There are plenty of cookbooks still on the market that are useful tools in guiding you in your wild endeavors in the kitchen.

6/20/2011

I’m in the midst of dotting the final “i”s and crossing the final “t”s for my next book, Girl Hunter, coming out this fall. It chronicles my journey as an omnivore and a chef, going through fields and over streams in search of the main course, and is chock full of wild-game recipes, stocks and sauces. Someone asked me recently what my favorite wild-game cookbook was and I realized that I couldn’t give a simple answer. There isn’t a ton of wild-game cookbooks being published these days, especially compared to cookbooks in other categories. Most of the wild-game cookbooks on my shelves were passed down from my great-grandfather. There were many charming and useful books on wild-game cookery back then, but unfortunately, most of them are out of print. Nevertheless, there are some books currently on the market that are useful tools in guiding you in your wild endeavors in the kitchen, and these are my top picks:

Escoffier: Le Guide Culinaire, Revised, by Auguste Escoffier
This book is ancient—it was published in the 1890s—but has been updated many times since. Escoffier was the godfather of classic high-level cuisine, and cooked exotic dishes that most of us don’t dare to attempt today. If you want to challenge yourself to take those extra steps to make something truly standout, then this book is worthwhile. He teaches you the fundamentals of stocks, and the way to make a perfect sauce, which plays a big part in wild-game cooking. He also has a substantial section devoted to wild-game animals, though any of his meat techniques are fundamental to all meat. If you want to know how to cook a live trout, he’ll teach you that as well.

After the Hunt: Louisiana's Authoritative Collection of Wild Game & Game Fish Cookery by John D. Folse
When I first read John Folse’s book, I was impressed by both the content and the size. It is an 870 -age volume teeming with original recipes by a well-respected chef, aided by beautiful photography. This book is also full of history and folklore, particularly paying homage to Louisiana, the author’s home. It takes you through the tradition of hunting as well, dating back to Medieval and Renaissance Europe, and reminds us that it is the hunt itself that drives us, not just the amount of game we take.

Hunt, Gather, Cook: Finding the Forgotten Feast by Hank Shaw
Hank Shaw is an extremely knowledgeable forager, angler and hunter, and has one of the few new books out on the art of being a self-sufficient eater. He showed me his book recently, hot off the presses, and it was filled with delicious-looking recipes, from cured wild boar loin to Sardinian hare stew. Just as he does on his popular blog, “Hunter, Angler, Gardener, Cook,” Shaw teaches you useful things about the wildlife around you, and challenges you to become a better, more sophisticated cook in the process of preparing that food for the dinner table.

## [DATA ENTRIES]
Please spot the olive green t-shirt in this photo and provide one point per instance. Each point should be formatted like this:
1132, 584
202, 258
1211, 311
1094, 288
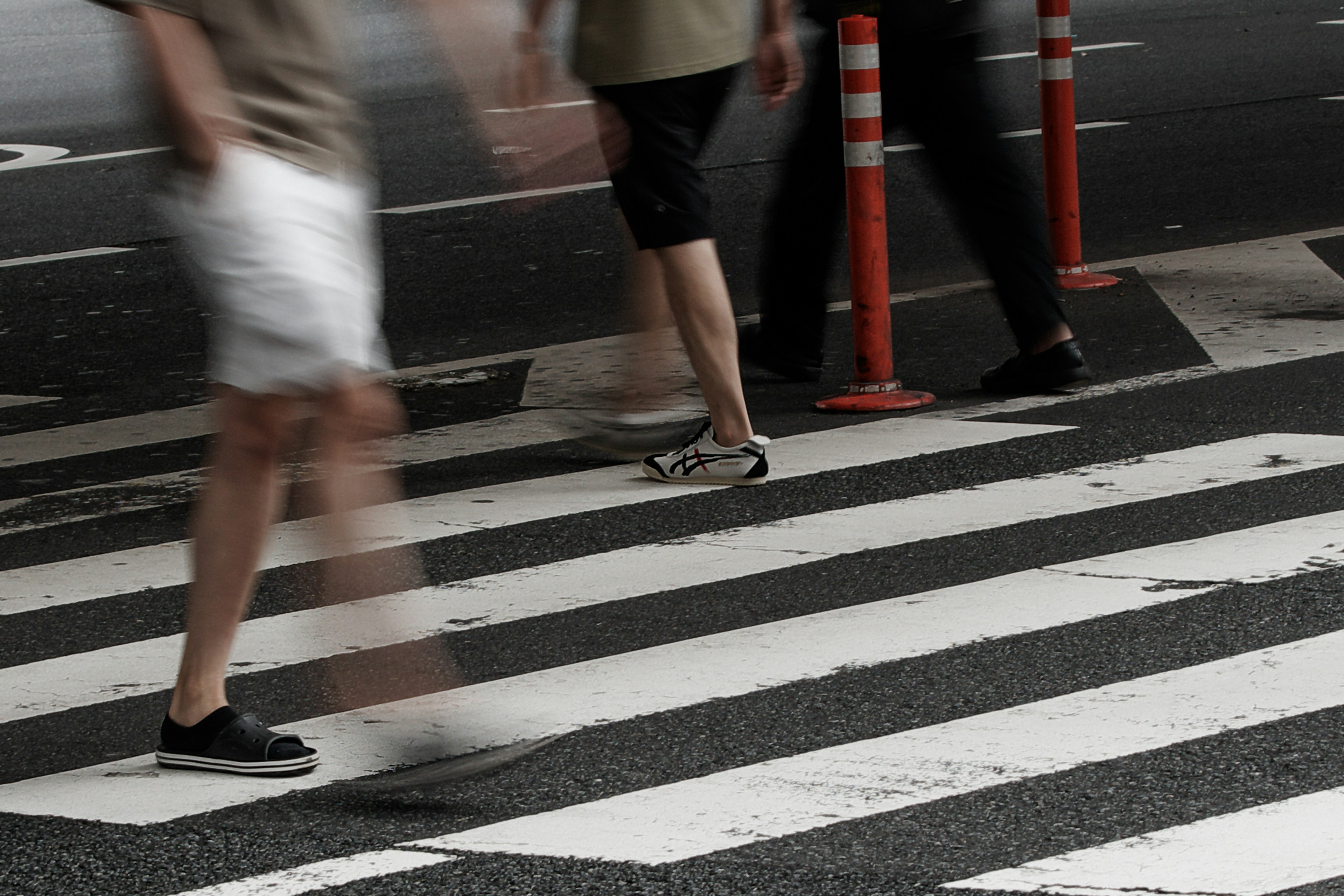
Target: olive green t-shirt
630, 41
286, 66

## [CHALLENGE]
Return everything in the wild-game cookbook post from "Escoffier: Le Guide" down to "that as well.", copied word for word. Nothing in the items matters here.

## [PROBLEM SOLUTION]
Escoffier: Le Guide Culinaire, Revised, by Auguste Escoffier
This book is ancient—it was published in the 1890s—but has been updated many times since. Escoffier was the godfather of classic high-level cuisine, and cooked exotic dishes that most of us don’t dare to attempt today. If you want to challenge yourself to take those extra steps to make something truly standout, then this book is worthwhile. He teaches you the fundamentals of stocks, and the way to make a perfect sauce, which plays a big part in wild-game cooking. He also has a substantial section devoted to wild-game animals, though any of his meat techniques are fundamental to all meat. If you want to know how to cook a live trout, he’ll teach you that as well.